SUPPLIED DATA
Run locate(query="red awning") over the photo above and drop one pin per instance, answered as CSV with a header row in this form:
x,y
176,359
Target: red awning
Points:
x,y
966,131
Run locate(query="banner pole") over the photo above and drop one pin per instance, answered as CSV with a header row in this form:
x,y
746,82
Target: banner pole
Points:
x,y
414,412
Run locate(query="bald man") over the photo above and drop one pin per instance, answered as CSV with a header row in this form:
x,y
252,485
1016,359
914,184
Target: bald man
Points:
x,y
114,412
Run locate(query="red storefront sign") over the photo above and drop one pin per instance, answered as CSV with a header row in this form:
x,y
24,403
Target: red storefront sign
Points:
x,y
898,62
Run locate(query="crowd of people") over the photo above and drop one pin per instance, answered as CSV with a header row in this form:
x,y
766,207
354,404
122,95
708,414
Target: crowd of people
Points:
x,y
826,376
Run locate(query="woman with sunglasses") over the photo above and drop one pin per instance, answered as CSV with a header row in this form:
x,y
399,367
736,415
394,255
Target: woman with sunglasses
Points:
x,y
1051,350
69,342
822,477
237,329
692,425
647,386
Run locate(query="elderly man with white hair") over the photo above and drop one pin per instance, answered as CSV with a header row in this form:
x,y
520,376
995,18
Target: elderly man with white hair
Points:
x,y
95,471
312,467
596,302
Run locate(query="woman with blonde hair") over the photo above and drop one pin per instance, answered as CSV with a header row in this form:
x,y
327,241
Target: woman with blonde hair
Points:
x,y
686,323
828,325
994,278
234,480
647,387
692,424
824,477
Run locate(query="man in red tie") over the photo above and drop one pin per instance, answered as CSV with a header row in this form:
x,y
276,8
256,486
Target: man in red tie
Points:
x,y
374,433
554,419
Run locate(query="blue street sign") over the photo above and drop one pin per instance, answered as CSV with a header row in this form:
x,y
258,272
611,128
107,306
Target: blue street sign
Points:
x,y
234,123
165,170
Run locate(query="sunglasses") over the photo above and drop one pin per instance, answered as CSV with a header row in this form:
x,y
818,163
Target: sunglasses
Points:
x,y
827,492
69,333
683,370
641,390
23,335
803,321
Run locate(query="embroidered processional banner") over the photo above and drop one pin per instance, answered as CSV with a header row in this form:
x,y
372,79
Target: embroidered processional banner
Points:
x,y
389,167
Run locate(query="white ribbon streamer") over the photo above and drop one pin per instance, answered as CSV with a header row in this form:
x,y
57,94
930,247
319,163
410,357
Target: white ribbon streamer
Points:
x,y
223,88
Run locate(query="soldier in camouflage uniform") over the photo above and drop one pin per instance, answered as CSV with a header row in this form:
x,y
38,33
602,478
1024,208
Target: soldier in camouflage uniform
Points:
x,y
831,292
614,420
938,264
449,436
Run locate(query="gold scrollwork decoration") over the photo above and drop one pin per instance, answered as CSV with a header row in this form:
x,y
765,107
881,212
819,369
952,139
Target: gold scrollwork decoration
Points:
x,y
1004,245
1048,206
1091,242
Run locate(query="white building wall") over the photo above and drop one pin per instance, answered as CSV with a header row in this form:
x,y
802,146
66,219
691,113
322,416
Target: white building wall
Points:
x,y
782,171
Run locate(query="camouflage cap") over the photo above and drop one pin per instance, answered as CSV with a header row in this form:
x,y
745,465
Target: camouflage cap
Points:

ASSIGNED TASK
Each line in the listing needs to be copied exactly.

YOUR SOLUTION
Run locate(query="red awning") over the photo above and drop one pin per instance, answered as CSV with a header row in this form:
x,y
176,359
Target: red awning
Points:
x,y
966,131
Run locate(query="banner pole") over the photo above and drop one pin per instance, answered as CSV with a header row in this form:
x,y
746,82
Target: banner pole
Points:
x,y
414,412
Run locate(query="bald man") over the photo above and drop one pin per instance, answered as CSV with a header row in this form:
x,y
252,485
1016,359
914,184
Target: bald man
Points:
x,y
114,412
Run locate(query="red storefront sign") over the photo above and drop one pin per instance, answered as CSV with a header row in this form:
x,y
24,403
Target: red storefront sign
Points:
x,y
898,62
Run locate(query="crowd of people") over the photo above and drop one pin per instance, answered as CSV with a header row in this form:
x,y
766,207
354,404
122,95
708,414
Target: crowd of people
Points:
x,y
826,376
Run locate(query="woman with sunglasses") over the photo above and drop one pin per instance, answered as CSV with a header row in this form:
x,y
399,367
736,415
394,255
Target: woman with sunglasses
Points:
x,y
1051,350
69,342
822,477
237,329
692,425
647,386
Run locate(query="elderly man with white hair") over the photo above and drop one pin per instance, answered as CSV with a header row in this form:
x,y
520,376
995,18
Target: elderly man with white hair
Points:
x,y
95,471
312,467
596,302
Run locate(query="woman with blonde hair") over the photo above and drop one pin per instance, answered as CSV with a header row in this form:
x,y
327,241
Target: woman with blonde hair
Points:
x,y
686,323
828,325
994,278
234,480
647,387
692,424
824,477
Run locate(query="man in red tie") over the photo above and drop one pin per instance, answered as CSV with a header row in this form:
x,y
276,8
256,486
Target: man in red tie
Points:
x,y
374,433
554,419
Run locate(query="blue street sign") over the photo above and drop one pin per instance, answered as CSV with a header row in this form:
x,y
258,272
611,128
107,306
Target: blue street sign
Points:
x,y
234,123
165,170
Run locate(query="sunglasses") over the photo above and drop one pin per instance, answered as CSV with a header row in this form:
x,y
818,163
Target: sunglasses
Points:
x,y
827,492
69,333
683,370
641,390
23,335
803,321
Run locate(query="embroidered processional banner") over the photo above and drop one pin per instance, answered as CSV with a header row in this form:
x,y
372,79
Target: embroidered processional banner
Points:
x,y
389,167
Run locate(query="white ribbon streamer") over the photo above and drop one pin per instance, answered as CSV with a header row in this form:
x,y
57,94
930,247
319,163
410,357
Target: white ribbon streamer
Points:
x,y
223,88
Run locate(query="soldier in camouflage uniform") over the photo above and drop one pin per instance, answered as CSV with a header row in this form:
x,y
38,33
602,478
1024,208
Target: soldier in camouflage uniform
Points:
x,y
831,292
614,420
938,264
449,436
Run locate(query="gold scrollwork decoration") over the photo above and drop one pin per instance, answered as CSV with a header row in this form:
x,y
765,107
881,212
819,369
952,139
Target: gold scrollwork decoration
Points:
x,y
1004,245
1048,206
1091,242
Run locate(query="white building wall") over the photo above and drop one pin per instance, answered as CSV with a header row in this form:
x,y
802,146
66,219
691,113
322,416
Target: white building wall
Points:
x,y
782,171
Run locate(query="camouflage cap") over the photo above and drop one pin per instance, answered as CSV with a header row in this form:
x,y
745,465
Target: camouflage cap
Points:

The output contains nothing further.